AUFGABEN:
A: Nenne alle Module, die der Seitenauszug zum MLP importiert.
B: Gib den Abschnitt des Seitenauszugs zum MLP wortgetreu wieder, beginnend bei „# Multi Layer“ und endend bei „MNIST-Datensatzes mit PyTorch.“.

SEITENAUSZUG:
※ ※ ※
In [None]:
import torch 
import torch.nn as nn
import torchvision.transforms as transforms
import torchvision.datasets as dsets
import matplotlib.pylab as plt
import numpy as np

# Multi Layer Perzeptron (MLP)

Dieses Notebook zeigt die Implementierung und Visualisierung eines Multi Layer Perzeptrons (MLP) zur Klassifikation des MNIST-Datensatzes mit PyTorch.

In [None]:
# Create and print the training dataset
train_dataset = dsets.MNIST(root='./data', train=True, download=True, transform=transforms.ToTensor())
print("Print the training dtatset:\n", train_dataset)

# Create and print the validating dataset
validation_dataset = dsets.MNIST(root='./data', train=False, download=True, transform=transforms.ToTensor())
print("Print the validating dataset:\n ", validation_dataset)

In [None]:
# Plot multiple training data
h = plt.figure(figsize=(10,8))
cols, rows = 5, 5
for i in range(1, cols*rows+1):
    random_idx = torch.randint(len(train_dataset), size=(1,)).item()
※ ※ ※
EXTRAHIERTE ZEILEN:
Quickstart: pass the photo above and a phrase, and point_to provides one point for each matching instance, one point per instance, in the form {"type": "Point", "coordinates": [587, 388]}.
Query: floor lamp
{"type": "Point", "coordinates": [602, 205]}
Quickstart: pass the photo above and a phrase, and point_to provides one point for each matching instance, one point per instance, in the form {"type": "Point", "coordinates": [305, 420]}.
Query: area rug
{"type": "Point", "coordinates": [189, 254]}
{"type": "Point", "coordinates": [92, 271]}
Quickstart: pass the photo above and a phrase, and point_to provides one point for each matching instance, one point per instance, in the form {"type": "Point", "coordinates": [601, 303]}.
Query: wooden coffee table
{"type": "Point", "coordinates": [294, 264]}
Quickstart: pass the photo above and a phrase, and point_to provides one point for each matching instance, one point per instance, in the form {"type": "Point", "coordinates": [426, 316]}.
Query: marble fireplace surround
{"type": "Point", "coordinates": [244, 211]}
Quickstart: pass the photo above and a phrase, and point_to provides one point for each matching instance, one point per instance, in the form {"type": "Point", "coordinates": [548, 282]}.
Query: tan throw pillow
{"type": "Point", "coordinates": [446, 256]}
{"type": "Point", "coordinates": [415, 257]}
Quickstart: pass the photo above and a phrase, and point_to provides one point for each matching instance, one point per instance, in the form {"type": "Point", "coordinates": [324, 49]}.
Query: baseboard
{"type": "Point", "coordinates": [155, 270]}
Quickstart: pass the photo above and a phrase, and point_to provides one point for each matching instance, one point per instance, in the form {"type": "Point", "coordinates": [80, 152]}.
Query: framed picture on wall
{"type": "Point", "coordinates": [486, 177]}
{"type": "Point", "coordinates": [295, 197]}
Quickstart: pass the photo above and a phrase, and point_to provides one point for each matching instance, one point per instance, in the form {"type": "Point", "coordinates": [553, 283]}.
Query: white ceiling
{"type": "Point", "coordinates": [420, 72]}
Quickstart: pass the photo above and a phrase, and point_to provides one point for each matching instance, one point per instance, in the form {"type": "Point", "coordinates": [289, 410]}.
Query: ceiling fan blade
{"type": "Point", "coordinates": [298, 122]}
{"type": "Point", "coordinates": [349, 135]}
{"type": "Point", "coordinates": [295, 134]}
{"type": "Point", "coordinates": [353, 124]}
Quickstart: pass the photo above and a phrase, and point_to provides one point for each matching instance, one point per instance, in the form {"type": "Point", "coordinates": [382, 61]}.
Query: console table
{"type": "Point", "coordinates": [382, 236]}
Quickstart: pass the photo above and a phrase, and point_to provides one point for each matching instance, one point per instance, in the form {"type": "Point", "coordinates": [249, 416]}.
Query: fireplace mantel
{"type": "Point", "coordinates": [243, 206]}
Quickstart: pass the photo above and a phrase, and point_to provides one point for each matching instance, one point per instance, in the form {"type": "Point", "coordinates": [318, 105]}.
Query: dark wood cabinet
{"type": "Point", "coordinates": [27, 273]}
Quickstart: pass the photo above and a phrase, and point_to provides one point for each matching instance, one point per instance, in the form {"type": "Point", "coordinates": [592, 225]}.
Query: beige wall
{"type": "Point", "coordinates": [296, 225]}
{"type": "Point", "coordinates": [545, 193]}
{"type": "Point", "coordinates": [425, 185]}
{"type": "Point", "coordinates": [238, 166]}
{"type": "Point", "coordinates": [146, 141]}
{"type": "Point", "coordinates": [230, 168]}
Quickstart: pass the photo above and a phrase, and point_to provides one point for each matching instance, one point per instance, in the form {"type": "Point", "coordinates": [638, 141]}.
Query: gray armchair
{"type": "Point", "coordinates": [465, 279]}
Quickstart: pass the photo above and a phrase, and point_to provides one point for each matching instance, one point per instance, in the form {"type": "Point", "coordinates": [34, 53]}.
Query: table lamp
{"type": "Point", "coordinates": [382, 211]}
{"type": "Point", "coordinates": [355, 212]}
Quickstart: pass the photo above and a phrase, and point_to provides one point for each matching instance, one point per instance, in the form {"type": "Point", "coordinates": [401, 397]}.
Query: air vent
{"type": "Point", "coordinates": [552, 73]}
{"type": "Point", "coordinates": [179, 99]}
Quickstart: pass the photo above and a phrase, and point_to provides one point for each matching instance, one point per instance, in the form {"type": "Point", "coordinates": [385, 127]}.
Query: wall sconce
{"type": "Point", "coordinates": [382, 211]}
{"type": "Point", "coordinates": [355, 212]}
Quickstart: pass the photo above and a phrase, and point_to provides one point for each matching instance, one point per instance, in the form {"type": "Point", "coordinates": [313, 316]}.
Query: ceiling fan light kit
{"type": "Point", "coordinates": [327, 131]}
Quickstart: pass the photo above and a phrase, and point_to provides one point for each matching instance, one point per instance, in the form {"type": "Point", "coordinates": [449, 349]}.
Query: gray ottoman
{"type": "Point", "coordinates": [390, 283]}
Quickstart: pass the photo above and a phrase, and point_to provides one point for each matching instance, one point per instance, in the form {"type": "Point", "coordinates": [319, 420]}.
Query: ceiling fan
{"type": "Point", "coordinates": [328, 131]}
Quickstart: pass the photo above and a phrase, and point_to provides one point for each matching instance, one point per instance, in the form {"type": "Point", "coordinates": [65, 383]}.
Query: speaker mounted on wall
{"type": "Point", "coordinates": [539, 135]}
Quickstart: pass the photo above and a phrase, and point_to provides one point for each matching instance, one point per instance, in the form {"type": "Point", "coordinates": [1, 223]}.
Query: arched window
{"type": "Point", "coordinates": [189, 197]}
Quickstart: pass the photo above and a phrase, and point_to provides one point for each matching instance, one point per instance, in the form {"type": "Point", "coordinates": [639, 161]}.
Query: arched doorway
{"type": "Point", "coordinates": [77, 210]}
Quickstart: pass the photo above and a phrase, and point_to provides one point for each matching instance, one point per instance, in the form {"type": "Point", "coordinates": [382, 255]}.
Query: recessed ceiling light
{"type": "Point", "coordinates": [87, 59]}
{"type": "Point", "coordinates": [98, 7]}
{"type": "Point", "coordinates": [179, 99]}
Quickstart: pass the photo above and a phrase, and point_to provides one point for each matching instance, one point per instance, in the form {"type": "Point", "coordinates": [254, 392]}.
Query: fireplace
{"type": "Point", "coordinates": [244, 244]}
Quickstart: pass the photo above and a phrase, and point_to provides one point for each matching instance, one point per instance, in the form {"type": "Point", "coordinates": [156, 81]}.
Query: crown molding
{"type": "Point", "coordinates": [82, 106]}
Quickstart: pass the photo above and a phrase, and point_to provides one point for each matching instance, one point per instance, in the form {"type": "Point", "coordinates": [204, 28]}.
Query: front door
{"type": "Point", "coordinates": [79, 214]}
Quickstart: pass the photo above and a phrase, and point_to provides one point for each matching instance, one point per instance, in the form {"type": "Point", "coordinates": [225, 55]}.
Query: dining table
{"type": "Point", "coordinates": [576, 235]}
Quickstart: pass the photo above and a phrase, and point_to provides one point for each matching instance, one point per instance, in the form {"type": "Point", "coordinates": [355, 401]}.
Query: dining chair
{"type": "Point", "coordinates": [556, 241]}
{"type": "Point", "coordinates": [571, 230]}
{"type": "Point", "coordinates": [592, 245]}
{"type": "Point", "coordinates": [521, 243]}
※ ※ ※
LÖSUNGEN:
A:
torch
torch.nn
torchvision.transforms
torchvision.datasets
matplotlib.pylab
numpy

B:
# Multi Layer Perzeptron (MLP)

Dieses Notebook zeigt die Implementierung und Visualisierung eines Multi Layer Perzeptrons (MLP) zur Klassifikation des MNIST-Datensatzes mit PyTorch.